● **REQUEST**: Convert the lines into a numbered list, starting with the line containing "the distant town" and continuing through the last of the rows, leaving out blank lines.

● **RECORDS PROVIDED**:
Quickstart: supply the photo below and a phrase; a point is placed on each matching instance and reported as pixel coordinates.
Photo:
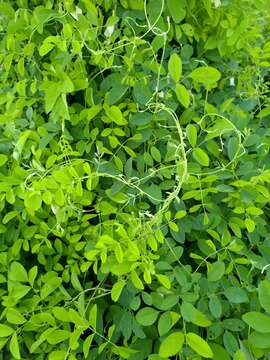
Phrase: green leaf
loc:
(182, 95)
(199, 345)
(257, 321)
(215, 306)
(190, 313)
(33, 201)
(206, 75)
(180, 214)
(164, 280)
(17, 272)
(191, 132)
(136, 280)
(86, 344)
(172, 344)
(5, 330)
(200, 156)
(239, 355)
(147, 316)
(236, 295)
(45, 48)
(117, 289)
(219, 352)
(3, 159)
(259, 340)
(175, 67)
(14, 347)
(57, 336)
(15, 317)
(217, 271)
(250, 225)
(167, 321)
(93, 317)
(264, 294)
(177, 10)
(115, 114)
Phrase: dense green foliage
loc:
(135, 179)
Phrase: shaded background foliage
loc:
(134, 185)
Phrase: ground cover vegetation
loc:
(135, 179)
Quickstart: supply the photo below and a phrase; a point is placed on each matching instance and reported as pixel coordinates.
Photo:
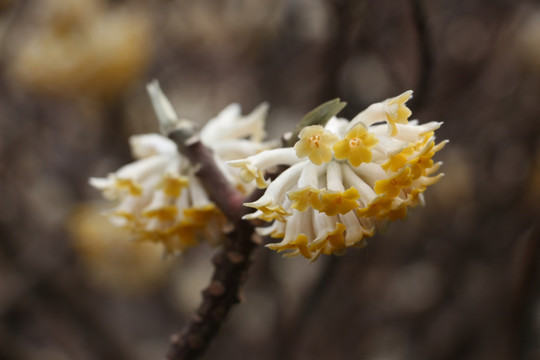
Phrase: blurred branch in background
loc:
(72, 92)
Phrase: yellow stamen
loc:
(398, 112)
(392, 186)
(165, 213)
(133, 188)
(316, 143)
(304, 198)
(340, 202)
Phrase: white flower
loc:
(159, 197)
(344, 178)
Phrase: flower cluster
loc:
(159, 197)
(343, 179)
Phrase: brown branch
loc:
(426, 54)
(231, 263)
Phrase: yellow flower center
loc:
(356, 147)
(315, 143)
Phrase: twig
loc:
(426, 57)
(231, 263)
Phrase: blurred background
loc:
(459, 279)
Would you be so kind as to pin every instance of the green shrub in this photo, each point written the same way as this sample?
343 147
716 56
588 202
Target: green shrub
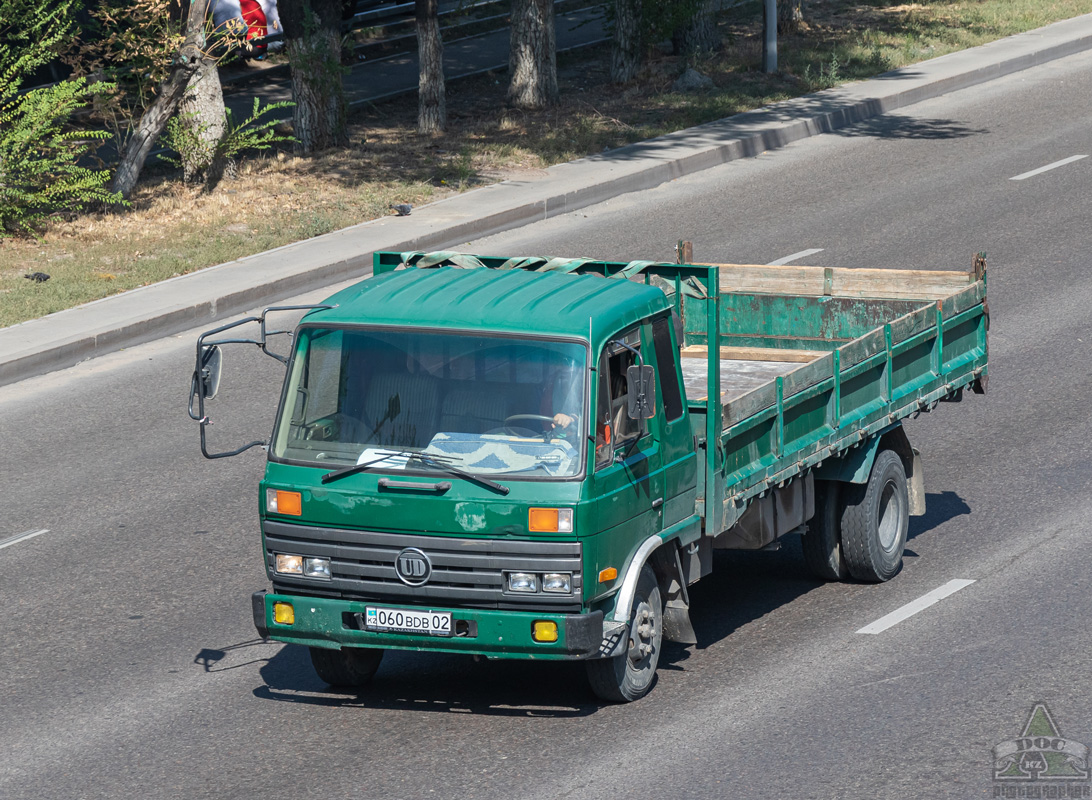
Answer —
40 172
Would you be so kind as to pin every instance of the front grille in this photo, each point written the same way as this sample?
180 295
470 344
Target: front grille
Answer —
465 572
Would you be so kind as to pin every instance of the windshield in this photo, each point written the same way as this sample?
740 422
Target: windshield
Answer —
488 405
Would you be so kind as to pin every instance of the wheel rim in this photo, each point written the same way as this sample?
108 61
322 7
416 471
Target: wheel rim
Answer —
890 516
642 637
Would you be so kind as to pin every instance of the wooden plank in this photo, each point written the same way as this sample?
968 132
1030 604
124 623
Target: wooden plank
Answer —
755 354
808 374
843 282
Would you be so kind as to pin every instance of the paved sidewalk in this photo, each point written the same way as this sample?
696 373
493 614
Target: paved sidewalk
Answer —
67 337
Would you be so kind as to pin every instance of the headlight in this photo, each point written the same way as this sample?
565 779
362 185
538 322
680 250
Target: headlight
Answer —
522 582
559 582
549 521
289 564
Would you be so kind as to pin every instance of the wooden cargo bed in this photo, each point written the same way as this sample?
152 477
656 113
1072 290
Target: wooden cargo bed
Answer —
743 369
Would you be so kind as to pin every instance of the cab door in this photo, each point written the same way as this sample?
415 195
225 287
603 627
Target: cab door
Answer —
673 421
628 469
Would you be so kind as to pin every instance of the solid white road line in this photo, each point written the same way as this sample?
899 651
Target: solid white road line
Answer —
1063 163
920 605
794 257
21 537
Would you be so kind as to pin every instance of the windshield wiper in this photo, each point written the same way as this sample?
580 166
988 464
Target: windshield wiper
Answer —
345 472
411 455
455 470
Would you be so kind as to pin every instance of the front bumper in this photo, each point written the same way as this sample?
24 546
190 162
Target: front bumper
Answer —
333 623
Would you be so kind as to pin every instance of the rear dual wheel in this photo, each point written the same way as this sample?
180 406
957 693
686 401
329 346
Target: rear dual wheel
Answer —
859 529
875 521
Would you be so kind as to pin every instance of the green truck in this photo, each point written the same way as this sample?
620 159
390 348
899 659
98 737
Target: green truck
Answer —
535 457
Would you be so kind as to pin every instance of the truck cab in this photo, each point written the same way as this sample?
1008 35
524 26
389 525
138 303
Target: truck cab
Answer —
457 466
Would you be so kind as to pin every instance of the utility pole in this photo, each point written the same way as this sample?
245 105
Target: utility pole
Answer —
770 40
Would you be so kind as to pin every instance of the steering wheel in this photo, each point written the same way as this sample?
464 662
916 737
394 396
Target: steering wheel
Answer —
518 431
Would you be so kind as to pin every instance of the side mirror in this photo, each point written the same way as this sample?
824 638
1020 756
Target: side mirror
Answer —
206 377
641 397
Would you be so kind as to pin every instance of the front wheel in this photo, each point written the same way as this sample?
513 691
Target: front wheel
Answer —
629 676
347 667
875 521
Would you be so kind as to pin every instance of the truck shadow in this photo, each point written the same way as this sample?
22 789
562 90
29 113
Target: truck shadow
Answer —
439 683
939 508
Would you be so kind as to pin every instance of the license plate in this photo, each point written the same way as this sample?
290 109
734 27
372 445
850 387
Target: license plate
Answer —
403 620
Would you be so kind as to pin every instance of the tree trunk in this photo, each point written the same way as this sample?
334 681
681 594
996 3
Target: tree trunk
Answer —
532 59
698 36
201 112
431 111
154 120
312 36
790 15
626 45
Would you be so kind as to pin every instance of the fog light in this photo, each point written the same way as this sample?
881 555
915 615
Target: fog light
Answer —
283 502
317 568
522 582
284 613
544 631
289 564
559 582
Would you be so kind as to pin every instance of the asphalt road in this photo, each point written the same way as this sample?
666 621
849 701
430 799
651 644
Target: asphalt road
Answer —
129 666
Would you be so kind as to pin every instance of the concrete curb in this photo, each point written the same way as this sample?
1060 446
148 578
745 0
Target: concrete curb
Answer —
68 337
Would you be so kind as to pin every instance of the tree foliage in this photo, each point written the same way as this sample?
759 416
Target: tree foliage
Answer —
40 170
129 44
254 133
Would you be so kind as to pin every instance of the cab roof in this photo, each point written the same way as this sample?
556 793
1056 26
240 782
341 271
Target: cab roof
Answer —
518 301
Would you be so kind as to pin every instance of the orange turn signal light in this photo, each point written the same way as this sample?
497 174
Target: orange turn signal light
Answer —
549 521
284 613
544 631
279 501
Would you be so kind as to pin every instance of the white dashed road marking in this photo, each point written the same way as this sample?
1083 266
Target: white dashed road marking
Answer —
794 257
914 606
1063 163
21 537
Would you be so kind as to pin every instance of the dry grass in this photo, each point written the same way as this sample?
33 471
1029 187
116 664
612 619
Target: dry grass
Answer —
279 199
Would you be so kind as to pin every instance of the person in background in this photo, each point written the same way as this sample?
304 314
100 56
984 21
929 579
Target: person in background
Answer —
257 18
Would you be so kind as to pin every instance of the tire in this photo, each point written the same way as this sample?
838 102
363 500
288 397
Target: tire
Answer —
822 542
629 676
347 667
875 521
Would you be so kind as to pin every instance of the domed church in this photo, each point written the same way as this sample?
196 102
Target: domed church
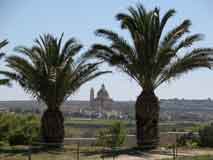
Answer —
102 101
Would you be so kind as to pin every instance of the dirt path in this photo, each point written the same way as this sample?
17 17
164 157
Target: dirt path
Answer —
157 155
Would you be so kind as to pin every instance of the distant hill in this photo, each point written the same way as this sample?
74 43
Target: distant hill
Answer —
171 109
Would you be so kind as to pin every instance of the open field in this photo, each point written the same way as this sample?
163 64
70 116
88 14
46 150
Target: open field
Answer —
76 127
70 152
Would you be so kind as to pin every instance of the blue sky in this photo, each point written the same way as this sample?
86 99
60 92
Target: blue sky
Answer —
23 20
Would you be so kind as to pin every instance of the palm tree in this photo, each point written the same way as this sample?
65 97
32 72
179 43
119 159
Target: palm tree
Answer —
2 44
152 58
51 73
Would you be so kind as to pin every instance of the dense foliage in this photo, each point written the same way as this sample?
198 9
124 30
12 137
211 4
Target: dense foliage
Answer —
19 129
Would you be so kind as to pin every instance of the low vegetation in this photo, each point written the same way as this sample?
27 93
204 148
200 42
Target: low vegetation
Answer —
112 137
18 129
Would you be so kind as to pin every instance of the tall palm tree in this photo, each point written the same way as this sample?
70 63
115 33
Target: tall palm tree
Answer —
151 58
4 81
51 73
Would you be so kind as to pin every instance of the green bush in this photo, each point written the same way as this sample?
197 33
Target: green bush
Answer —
114 136
206 136
19 129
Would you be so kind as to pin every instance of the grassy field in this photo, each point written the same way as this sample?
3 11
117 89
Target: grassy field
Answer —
76 127
67 153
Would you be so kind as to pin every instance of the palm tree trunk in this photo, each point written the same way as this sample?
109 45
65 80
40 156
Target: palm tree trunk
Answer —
147 118
52 126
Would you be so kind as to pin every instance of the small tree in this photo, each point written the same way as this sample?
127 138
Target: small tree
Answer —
114 136
206 136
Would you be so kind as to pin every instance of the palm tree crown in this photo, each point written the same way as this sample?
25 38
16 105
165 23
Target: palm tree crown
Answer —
153 57
3 81
50 72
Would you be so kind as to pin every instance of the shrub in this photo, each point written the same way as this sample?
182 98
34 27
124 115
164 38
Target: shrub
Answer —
19 129
114 136
206 136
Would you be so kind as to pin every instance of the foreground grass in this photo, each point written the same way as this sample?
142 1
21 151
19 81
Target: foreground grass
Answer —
205 157
69 152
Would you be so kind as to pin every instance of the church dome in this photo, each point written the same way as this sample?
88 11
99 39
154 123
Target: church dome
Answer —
102 93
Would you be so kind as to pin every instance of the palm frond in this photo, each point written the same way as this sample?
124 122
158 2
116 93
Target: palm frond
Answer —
153 57
49 71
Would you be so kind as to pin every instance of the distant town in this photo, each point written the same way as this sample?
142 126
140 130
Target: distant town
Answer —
102 106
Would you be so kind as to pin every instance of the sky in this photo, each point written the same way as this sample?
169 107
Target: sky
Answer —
24 20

● **TASK SOLUTION**:
1. Would you be so kind as to pin every instance of the distant town in this photo, each point written the same way as this sample?
2. 142 126
3. 140 130
4. Target: distant town
5. Answer —
6. 102 106
7. Would you be so kind as to pin every instance of the sky in this photo, each point written the same way as this sample?
8. 169 107
9. Target: sky
10. Answer —
11. 24 20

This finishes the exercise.